• [Set problem a] Turn the entries into a Markdown table with the columns Row and Line, covering everything from the line containing "Mark the green" down to the line containing "point(492, 290)", both included. Number each row, and leave out blank lines.

Section 108. Value-added Tax on Sale of Services and Use or Lease of Properties. —
(A) Rate and Base of Tax. — There shall be levied, assessed and collected, a value-added tax equivalent to ten percent (10%) of gross receipts derived from the sale or exchange of services, including the use or lease of properties. . . .
. . . .
(C) Determination of the Tax. — The tax shall be computed by multiplying the total amount indicated in the official receipt by one-eleventh (1/11). (Emphasis supplied)
[89] TAX CODE, sec. 110 provides:
Section 110. Tax Credits. —
(A) Creditable Input Tax. —
(1) Any input tax evidenced by a VAT invoice or official receipt issued in accordance with Section 113 hereof on the following transactions shall be creditable against the output tax:
(a) Purchase or importation of goods:
(i) For sale; or
(ii) For conversion into or intended to form part of a finished product for sale including packaging materials; or
(iii) For use as supplies in the course of business; or
(iv) For use as materials supplied in the sale of service; or
(v) For use in trade or business for which deduction for depreciation or amortization is allowed under this Code, except automobiles, aircraft and yachts.

• [Set problem b] Carry on the tax code passage on value-added tax and creditable input tax from the point where it stops.

• [Input]
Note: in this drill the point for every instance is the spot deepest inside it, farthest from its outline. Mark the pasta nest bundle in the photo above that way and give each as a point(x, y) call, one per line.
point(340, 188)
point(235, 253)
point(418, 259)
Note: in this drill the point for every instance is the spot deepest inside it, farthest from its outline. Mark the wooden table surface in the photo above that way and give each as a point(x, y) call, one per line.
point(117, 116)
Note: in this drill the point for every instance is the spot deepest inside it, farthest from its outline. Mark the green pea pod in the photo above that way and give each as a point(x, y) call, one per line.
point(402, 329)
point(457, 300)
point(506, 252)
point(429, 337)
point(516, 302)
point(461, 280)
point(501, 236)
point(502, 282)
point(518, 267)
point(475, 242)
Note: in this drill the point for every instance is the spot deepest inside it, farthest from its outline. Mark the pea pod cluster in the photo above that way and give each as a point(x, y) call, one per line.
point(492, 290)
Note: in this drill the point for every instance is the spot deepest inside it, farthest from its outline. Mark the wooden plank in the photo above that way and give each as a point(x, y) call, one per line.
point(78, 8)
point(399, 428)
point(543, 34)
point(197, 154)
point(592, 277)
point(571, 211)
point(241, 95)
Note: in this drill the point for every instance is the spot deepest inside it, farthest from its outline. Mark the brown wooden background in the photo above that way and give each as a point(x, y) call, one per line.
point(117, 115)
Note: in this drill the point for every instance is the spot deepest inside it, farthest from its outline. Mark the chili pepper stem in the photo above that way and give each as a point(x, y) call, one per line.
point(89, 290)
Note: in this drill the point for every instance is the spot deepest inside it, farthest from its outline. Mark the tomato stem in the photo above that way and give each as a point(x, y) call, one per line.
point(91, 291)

...

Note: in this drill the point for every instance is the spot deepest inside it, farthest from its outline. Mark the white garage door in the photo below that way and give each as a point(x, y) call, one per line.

• [Task response a]
| Row | Line |
|---|---|
| 1 | Note: in this drill the point for every instance is the spot deepest inside it, farthest from its outline. Mark the green pea pod in the photo above that way and give each as a point(x, y) call, one per line. |
| 2 | point(402, 329) |
| 3 | point(457, 300) |
| 4 | point(506, 252) |
| 5 | point(429, 337) |
| 6 | point(516, 302) |
| 7 | point(461, 280) |
| 8 | point(501, 236) |
| 9 | point(502, 282) |
| 10 | point(518, 267) |
| 11 | point(475, 242) |
| 12 | Note: in this drill the point for every instance is the spot deepest inside it, farthest from its outline. Mark the pea pod cluster in the photo above that way and give each as a point(x, y) call, one per line. |
| 13 | point(492, 290) |

• [Task response b]
(b) Purchase of services on which a value-added tax has been actually paid.
(2) The input tax on domestic purchase of goods or properties shall be creditable.
(a) To the purchaser upon consummation of sale and on importation of goods or properties; and
(b) To the importer upon payment of the value-added tax prior to the release of the goods from the custody of the Bureau of Customs.
However, in the case of purchase of services, lease or use of properties, the input tax shall be creditable to the purchaser, lessee or licensee upon payment of the compensation, rental, royalty or fee.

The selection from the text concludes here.